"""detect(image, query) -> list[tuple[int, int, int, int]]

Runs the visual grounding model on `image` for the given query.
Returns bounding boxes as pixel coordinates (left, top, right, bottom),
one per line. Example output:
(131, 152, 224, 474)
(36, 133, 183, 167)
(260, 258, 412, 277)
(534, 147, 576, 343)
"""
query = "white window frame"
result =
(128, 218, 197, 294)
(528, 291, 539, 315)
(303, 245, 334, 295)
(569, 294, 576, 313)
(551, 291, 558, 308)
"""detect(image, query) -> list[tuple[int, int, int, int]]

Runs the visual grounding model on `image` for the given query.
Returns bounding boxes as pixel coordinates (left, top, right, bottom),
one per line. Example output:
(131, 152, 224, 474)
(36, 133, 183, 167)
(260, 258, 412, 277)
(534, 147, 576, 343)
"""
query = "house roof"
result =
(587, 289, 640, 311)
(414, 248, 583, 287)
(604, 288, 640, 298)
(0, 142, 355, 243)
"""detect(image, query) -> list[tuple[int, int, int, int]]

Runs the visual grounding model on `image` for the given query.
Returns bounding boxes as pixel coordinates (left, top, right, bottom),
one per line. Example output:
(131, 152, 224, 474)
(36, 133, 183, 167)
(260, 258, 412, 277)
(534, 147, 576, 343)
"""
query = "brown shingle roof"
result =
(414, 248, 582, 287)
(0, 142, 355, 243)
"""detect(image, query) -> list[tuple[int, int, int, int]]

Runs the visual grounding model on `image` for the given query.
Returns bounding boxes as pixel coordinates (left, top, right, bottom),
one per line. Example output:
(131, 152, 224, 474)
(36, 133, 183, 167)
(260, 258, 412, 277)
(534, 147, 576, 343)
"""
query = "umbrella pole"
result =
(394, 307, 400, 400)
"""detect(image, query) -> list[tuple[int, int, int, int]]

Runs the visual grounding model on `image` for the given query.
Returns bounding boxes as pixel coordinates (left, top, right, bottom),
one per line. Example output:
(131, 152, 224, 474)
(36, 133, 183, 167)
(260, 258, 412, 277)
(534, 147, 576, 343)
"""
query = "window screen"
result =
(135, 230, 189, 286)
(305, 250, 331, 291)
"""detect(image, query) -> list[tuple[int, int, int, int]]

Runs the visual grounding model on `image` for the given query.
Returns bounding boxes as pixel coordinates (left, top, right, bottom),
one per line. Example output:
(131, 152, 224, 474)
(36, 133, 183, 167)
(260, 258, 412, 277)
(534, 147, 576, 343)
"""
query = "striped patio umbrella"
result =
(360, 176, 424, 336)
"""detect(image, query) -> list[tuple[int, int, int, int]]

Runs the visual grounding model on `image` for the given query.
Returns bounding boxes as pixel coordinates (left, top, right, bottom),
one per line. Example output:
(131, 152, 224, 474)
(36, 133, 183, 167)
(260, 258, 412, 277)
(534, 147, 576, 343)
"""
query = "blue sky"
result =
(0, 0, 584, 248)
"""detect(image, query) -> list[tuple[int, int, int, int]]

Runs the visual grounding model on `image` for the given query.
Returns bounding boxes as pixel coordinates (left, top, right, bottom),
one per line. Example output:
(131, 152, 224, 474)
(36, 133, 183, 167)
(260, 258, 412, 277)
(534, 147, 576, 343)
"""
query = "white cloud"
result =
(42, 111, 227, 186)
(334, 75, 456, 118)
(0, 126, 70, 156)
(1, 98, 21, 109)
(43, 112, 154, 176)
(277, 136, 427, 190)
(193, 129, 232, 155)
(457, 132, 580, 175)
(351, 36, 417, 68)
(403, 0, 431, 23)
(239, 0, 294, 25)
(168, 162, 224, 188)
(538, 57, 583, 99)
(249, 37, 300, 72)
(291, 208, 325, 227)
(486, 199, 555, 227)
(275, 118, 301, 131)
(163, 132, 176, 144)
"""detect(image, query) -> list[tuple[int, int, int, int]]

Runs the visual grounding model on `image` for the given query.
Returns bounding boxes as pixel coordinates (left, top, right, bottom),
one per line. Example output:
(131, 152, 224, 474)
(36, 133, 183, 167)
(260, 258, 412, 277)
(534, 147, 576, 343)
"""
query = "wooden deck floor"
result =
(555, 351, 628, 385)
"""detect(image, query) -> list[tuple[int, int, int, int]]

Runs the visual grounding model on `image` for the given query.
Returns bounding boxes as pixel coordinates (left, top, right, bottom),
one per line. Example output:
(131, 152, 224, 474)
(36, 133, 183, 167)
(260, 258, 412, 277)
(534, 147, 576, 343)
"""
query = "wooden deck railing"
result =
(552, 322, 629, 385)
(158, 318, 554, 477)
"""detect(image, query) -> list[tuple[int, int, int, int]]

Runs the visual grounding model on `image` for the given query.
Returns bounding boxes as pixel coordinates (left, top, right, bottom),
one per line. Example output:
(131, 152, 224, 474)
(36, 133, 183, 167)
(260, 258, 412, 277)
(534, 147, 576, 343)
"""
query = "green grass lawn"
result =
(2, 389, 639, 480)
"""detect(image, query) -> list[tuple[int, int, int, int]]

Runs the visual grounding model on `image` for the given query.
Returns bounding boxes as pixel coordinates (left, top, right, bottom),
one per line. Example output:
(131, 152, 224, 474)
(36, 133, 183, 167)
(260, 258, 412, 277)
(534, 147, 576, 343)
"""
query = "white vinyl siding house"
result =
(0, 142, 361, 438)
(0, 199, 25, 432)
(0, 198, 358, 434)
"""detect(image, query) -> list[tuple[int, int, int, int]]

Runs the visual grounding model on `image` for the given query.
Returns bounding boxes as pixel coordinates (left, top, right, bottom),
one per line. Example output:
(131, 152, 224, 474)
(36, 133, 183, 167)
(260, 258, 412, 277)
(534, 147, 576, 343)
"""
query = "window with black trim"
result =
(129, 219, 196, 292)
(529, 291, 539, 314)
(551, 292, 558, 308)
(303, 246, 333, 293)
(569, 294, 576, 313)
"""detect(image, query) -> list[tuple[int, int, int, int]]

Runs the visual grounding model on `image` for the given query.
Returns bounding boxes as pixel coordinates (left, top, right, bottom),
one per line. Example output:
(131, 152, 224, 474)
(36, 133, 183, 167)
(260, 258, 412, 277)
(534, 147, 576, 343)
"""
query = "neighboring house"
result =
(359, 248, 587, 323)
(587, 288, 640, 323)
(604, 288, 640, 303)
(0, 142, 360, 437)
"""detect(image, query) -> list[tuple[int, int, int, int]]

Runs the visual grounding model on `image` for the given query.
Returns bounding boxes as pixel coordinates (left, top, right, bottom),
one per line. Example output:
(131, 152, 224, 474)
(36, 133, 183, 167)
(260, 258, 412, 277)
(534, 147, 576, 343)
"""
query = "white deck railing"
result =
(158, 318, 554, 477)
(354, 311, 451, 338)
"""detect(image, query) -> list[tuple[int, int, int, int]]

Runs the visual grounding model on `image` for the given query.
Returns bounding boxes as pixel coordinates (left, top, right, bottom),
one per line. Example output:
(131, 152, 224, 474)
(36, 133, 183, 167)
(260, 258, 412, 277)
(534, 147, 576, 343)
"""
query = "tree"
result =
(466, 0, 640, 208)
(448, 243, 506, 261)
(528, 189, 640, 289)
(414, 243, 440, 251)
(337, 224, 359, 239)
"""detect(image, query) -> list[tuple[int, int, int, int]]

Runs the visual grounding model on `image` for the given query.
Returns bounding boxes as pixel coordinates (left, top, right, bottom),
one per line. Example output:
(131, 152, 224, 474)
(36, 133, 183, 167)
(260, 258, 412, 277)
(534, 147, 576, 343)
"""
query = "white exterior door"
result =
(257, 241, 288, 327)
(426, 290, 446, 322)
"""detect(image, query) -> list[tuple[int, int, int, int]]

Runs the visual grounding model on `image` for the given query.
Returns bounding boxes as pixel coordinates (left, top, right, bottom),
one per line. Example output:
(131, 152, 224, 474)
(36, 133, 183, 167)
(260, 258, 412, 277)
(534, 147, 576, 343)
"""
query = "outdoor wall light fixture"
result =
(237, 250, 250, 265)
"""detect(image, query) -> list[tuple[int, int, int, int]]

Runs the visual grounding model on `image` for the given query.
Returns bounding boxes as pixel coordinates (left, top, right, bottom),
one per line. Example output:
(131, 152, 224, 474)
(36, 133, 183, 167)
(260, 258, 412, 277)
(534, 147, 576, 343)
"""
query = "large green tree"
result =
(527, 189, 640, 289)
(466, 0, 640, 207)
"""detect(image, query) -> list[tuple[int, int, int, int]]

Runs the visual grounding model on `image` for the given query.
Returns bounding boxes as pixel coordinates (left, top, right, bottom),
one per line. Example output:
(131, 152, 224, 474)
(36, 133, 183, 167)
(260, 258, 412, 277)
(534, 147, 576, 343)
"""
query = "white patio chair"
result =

........

Required work: Your reply should consist of one number: how many lines of the material above include the word "wooden".

Solved exercise: 2